## [Article]

# # # # #

Nov. 13, 1971: A Buffalo band called Rush



In which two future Buffalo Music Hall of Famers emerge from that petri dish of local legends – Kenmore East High School. As for that other band called Rush, they were still playing the high school circuit in Ontario in 1971 and pretty much unknown down here in Buffalo. 

Nov. 13, 1971

No More Horns,

Rush Still Rockin’ 

        The last thing you’d expect to find on the wall of booking agent John Sansone’s office is historical perspective. Not that John doesn’t appreciate the fine points of the past, it’s just that there isn’t a big market for yesterday unless it’s got enough age on it to be nostalgia.

        But there it is. Another group with brass making a steady thing out of feeding that huge popular appetite for Chicago and even Blood Sweat & Tears that’s been going on for two years now. Lookit, there’s 10 guys in that picture.

        The revelation here is that the shot was taken last spring. You can find three of those faces in the band today, but now it’s a six-man organization. And there are no horns.

* * *

FROM THIS, it would be pretty flimsy reasoning to say the Chicago-BS&T brand of jazz-rock has run out of steam. There’s still mileage in it. But when Columbia puts out a new Chicago single, what do they pick? “Questions 67 & 68” and “I’m a Man,” two oldies.

        And then there’s the band in the picture, this group called Rush. They were blazing along great, horns and all, until late this summer.

        “For a while, it was nice,” says guitarist Stu Ziff. “Every horn band was into their Chicago ruts and we started doing a little good stuff like The Flock and The Sons. Trouble was, the kids who were really into music dug it, but the rest of them didn’t.”

* * *

CHICAGO’S pretty good, but when you and 300 other bands in the city are playing their songs, it gets to where the kids don’t want to hear it any more. They’d be asking it for Grand Funk.

        “It really got bad in September. We didn’t know how to please them. We play ‘Store Bought, Store Thought’ by The Flock and they’d all sit around, but they’d dance to Neil Young’s ‘Southern Man.’ And they’d scream for our Beatles medley.”

        It came to a head about seven weeks ago. The horn players wanted to do more commercial stuff. So did the old bass guitarist and organist. More money in it. And they could outvote Stu, vocalists Jim Flynn and Craig Korka and drummer Ted Reinhardt, who just wanted to rock.

        “But no matter how many conflicts we had offstage,” Craig says, “on stage we really got it together because none of us underneath wanted to put on a bad show.”

# # # # #

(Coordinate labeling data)

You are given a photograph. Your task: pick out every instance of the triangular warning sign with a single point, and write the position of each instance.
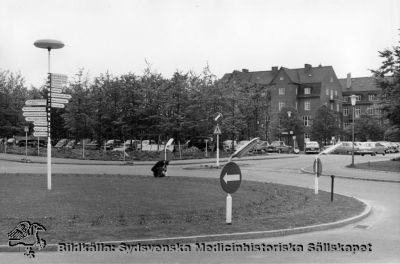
(217, 130)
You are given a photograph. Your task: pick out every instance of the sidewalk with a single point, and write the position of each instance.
(36, 159)
(341, 171)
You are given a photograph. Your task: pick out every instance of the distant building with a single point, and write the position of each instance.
(304, 89)
(367, 103)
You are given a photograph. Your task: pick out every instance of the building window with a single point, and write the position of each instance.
(358, 112)
(307, 106)
(281, 105)
(306, 120)
(345, 111)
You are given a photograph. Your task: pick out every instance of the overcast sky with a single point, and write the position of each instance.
(119, 35)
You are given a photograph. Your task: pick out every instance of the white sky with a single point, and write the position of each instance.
(118, 35)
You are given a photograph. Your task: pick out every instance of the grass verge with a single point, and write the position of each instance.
(86, 208)
(387, 165)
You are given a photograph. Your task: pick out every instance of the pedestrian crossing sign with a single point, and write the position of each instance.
(217, 130)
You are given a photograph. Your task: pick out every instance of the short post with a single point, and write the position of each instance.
(228, 209)
(217, 150)
(83, 149)
(332, 186)
(26, 144)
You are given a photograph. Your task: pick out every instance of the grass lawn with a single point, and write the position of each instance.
(86, 208)
(387, 165)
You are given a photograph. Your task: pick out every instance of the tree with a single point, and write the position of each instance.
(388, 78)
(325, 125)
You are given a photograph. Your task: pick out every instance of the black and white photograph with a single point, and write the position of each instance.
(199, 131)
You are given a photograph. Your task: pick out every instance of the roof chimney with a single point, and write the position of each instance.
(348, 81)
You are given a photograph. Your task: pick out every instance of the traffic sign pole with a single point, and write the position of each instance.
(229, 209)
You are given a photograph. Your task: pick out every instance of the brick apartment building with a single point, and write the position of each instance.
(304, 89)
(367, 102)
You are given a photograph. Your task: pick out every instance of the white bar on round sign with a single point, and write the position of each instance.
(56, 105)
(35, 118)
(40, 129)
(40, 134)
(36, 102)
(55, 90)
(65, 96)
(33, 109)
(34, 114)
(59, 100)
(40, 123)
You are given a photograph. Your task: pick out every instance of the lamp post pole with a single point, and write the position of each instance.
(353, 103)
(49, 45)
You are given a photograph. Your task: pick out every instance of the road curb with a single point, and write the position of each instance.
(221, 237)
(304, 170)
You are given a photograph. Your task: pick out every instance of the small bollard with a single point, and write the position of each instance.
(332, 184)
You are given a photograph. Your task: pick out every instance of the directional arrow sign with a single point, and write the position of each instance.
(230, 177)
(65, 96)
(36, 102)
(33, 109)
(34, 114)
(40, 134)
(40, 129)
(56, 105)
(40, 123)
(55, 90)
(35, 118)
(59, 100)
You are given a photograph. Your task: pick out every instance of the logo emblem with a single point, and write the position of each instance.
(27, 234)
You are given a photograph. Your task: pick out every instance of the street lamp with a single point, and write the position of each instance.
(353, 103)
(48, 44)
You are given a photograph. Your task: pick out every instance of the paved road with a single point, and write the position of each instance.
(381, 229)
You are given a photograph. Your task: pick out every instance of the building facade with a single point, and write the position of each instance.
(304, 89)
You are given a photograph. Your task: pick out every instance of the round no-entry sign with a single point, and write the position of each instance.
(317, 167)
(230, 177)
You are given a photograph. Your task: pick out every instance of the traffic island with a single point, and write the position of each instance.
(90, 208)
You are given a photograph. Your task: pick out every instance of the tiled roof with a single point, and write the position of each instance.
(359, 84)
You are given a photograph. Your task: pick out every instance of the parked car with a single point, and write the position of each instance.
(71, 144)
(345, 147)
(229, 145)
(92, 145)
(113, 143)
(61, 143)
(312, 147)
(278, 146)
(201, 142)
(371, 148)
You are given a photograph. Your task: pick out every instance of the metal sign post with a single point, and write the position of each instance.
(49, 45)
(317, 171)
(230, 179)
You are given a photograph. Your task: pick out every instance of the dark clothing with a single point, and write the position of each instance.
(160, 168)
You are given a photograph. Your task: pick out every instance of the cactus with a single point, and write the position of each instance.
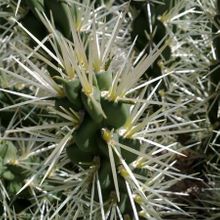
(94, 125)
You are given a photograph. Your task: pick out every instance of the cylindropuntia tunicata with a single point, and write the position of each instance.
(108, 148)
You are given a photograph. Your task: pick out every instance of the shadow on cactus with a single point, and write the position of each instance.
(107, 154)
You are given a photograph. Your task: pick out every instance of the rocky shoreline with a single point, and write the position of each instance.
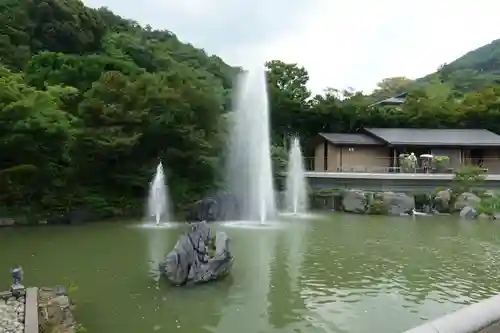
(37, 310)
(12, 310)
(468, 204)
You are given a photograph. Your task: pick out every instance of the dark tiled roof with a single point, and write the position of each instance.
(436, 137)
(351, 139)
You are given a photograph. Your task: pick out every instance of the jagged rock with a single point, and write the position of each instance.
(365, 202)
(466, 199)
(355, 201)
(397, 203)
(442, 201)
(468, 212)
(190, 263)
(220, 206)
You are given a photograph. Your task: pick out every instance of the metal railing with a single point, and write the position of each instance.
(382, 165)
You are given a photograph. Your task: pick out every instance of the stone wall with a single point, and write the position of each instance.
(481, 317)
(12, 312)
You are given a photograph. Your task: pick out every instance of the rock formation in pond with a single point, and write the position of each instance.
(220, 206)
(190, 262)
(387, 203)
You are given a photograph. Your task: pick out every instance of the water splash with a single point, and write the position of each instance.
(158, 201)
(296, 199)
(249, 163)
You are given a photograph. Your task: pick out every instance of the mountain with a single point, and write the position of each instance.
(473, 70)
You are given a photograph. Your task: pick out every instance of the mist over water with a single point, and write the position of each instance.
(249, 171)
(296, 199)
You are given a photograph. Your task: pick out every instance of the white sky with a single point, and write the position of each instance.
(342, 44)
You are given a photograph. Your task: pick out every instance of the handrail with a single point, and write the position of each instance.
(470, 319)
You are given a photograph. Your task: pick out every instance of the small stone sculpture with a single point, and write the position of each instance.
(219, 206)
(190, 262)
(17, 276)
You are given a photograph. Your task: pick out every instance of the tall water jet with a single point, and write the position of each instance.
(250, 177)
(296, 199)
(158, 205)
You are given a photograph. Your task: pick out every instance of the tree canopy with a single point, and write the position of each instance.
(90, 102)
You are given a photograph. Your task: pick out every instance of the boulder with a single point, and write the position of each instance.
(365, 202)
(442, 201)
(190, 262)
(466, 199)
(398, 203)
(468, 212)
(355, 201)
(220, 206)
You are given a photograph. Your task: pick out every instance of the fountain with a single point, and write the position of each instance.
(296, 200)
(250, 177)
(158, 203)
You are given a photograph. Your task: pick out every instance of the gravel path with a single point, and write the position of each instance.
(12, 315)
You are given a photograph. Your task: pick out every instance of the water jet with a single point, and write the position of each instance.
(296, 199)
(249, 171)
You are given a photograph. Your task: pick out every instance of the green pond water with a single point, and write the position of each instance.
(337, 273)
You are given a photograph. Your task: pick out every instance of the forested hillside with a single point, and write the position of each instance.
(89, 102)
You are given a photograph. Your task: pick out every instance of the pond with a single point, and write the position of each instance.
(335, 273)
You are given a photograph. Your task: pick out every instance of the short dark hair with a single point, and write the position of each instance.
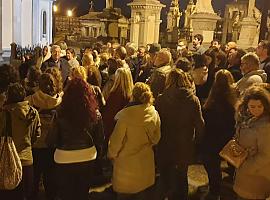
(215, 40)
(8, 74)
(199, 37)
(184, 64)
(71, 50)
(15, 93)
(122, 52)
(266, 45)
(199, 60)
(47, 84)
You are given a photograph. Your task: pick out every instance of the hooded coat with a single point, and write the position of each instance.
(252, 179)
(130, 147)
(45, 104)
(181, 126)
(25, 128)
(257, 76)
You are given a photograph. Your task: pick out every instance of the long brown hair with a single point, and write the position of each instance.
(79, 105)
(254, 93)
(222, 92)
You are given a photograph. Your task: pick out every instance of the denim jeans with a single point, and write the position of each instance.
(173, 183)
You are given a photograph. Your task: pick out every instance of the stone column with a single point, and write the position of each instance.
(1, 51)
(204, 20)
(148, 14)
(157, 27)
(248, 29)
(251, 6)
(143, 30)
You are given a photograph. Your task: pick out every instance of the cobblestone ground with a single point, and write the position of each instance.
(198, 186)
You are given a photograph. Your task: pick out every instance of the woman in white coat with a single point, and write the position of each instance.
(252, 179)
(130, 146)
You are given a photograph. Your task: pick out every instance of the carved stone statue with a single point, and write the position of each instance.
(204, 6)
(109, 3)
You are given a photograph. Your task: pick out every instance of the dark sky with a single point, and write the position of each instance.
(81, 7)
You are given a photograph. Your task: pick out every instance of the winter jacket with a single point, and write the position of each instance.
(62, 64)
(130, 147)
(46, 106)
(265, 65)
(181, 126)
(115, 102)
(257, 76)
(25, 128)
(65, 136)
(252, 180)
(219, 128)
(158, 79)
(200, 75)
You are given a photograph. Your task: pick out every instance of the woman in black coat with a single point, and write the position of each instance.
(181, 127)
(218, 113)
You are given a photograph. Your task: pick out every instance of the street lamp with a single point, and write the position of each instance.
(69, 14)
(55, 9)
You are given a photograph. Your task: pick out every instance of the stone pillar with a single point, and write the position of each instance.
(1, 38)
(143, 30)
(251, 6)
(157, 27)
(145, 20)
(204, 24)
(249, 29)
(204, 20)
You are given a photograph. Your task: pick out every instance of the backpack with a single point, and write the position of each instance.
(10, 163)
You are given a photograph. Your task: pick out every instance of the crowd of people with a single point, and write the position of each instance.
(146, 111)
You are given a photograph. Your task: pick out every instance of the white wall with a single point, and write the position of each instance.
(21, 22)
(7, 28)
(26, 23)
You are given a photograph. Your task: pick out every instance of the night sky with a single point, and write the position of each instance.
(81, 7)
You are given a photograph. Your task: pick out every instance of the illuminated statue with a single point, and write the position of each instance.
(109, 3)
(204, 6)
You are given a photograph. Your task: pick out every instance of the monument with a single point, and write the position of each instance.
(204, 20)
(173, 16)
(109, 3)
(249, 34)
(145, 21)
(173, 20)
(191, 7)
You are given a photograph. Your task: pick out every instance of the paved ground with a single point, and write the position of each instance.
(198, 182)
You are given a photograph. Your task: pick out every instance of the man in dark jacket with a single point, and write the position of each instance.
(158, 78)
(181, 128)
(263, 51)
(56, 61)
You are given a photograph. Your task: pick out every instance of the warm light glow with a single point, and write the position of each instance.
(69, 13)
(55, 9)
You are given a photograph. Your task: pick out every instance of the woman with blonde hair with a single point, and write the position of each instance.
(58, 78)
(118, 98)
(136, 131)
(181, 127)
(71, 57)
(80, 72)
(252, 179)
(93, 74)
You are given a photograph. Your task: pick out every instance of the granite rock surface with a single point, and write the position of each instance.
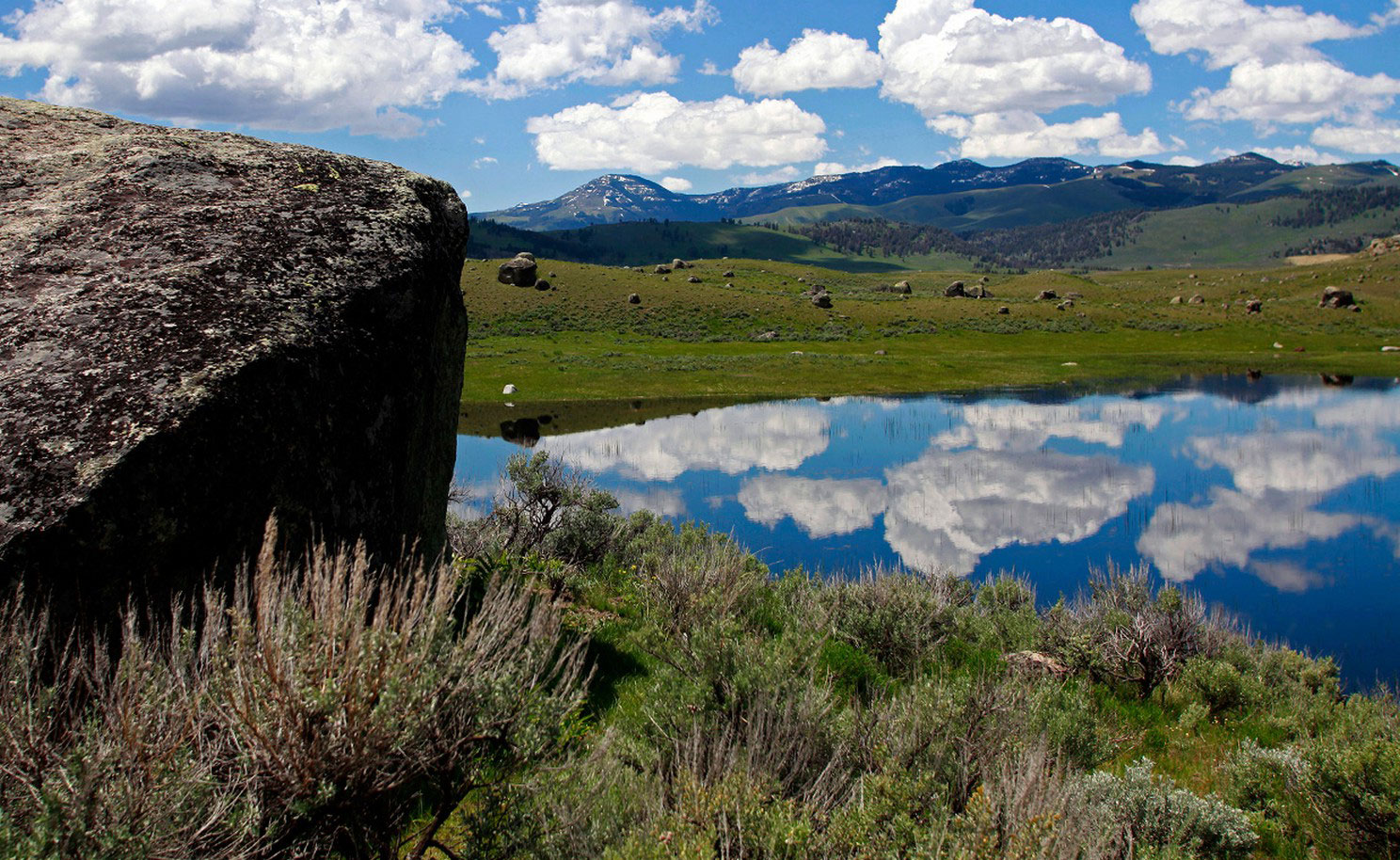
(199, 329)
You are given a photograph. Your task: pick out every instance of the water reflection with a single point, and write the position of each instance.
(1273, 496)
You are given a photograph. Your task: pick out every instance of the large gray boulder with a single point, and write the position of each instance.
(199, 329)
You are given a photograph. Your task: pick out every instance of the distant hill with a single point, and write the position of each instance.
(960, 195)
(1342, 217)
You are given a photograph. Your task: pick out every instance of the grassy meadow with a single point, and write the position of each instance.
(756, 334)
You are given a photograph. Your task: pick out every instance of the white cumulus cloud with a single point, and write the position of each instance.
(817, 60)
(948, 56)
(1025, 135)
(657, 132)
(1297, 91)
(1374, 137)
(263, 63)
(1277, 74)
(1233, 31)
(612, 42)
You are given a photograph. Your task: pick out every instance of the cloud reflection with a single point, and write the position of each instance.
(734, 440)
(947, 510)
(1029, 426)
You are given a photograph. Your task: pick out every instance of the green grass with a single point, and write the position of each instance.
(1224, 234)
(584, 341)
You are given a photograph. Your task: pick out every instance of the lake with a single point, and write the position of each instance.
(1276, 498)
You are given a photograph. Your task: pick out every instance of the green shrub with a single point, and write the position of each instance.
(1139, 811)
(1219, 685)
(318, 709)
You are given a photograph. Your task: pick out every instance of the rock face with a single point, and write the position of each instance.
(1336, 297)
(198, 329)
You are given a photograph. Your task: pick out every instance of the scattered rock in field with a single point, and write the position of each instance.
(1336, 297)
(518, 272)
(1386, 246)
(1035, 664)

# # # # #

## [Exercise instructions]
1) In the article about the Buffalo band Rush, which song by Neil Young would the crowds dance to?
2) Decide whether each statement agrees with the article about the Buffalo band Rush, answering yes or no and quoting the words that decide it: (a) The picture on the booking agent's wall was taken last spring. (b) Columbia chose two new songs for its latest Chicago single. (c) Stu Ziff plays drums in the band.
3) Duplicate the passage of the article about the Buffalo band Rush that begins at the words "In which two" and stops after "to be nostalgia.".

## [Task answers]
1) "Southern Man."

2)
(a) Yes: "The revelation here is that the shot was taken last spring."
(b) No: "“Questions 67 & 68” and “I’m a Man,” two oldies."
(c) No: "says guitarist Stu Ziff"

3)
In which two future Buffalo Music Hall of Famers emerge from that petri dish of local legends – Kenmore East High School. As for that other band called Rush, they were still playing the high school circuit in Ontario in 1971 and pretty much unknown down here in Buffalo. 

Nov. 13, 1971

No More Horns,

Rush Still Rockin’ 

        The last thing you’d expect to find on the wall of booking agent John Sansone’s office is historical perspective. Not that John doesn’t appreciate the fine points of the past, it’s just that there isn’t a big market for yesterday unless it’s got enough age on it to be nostalgia.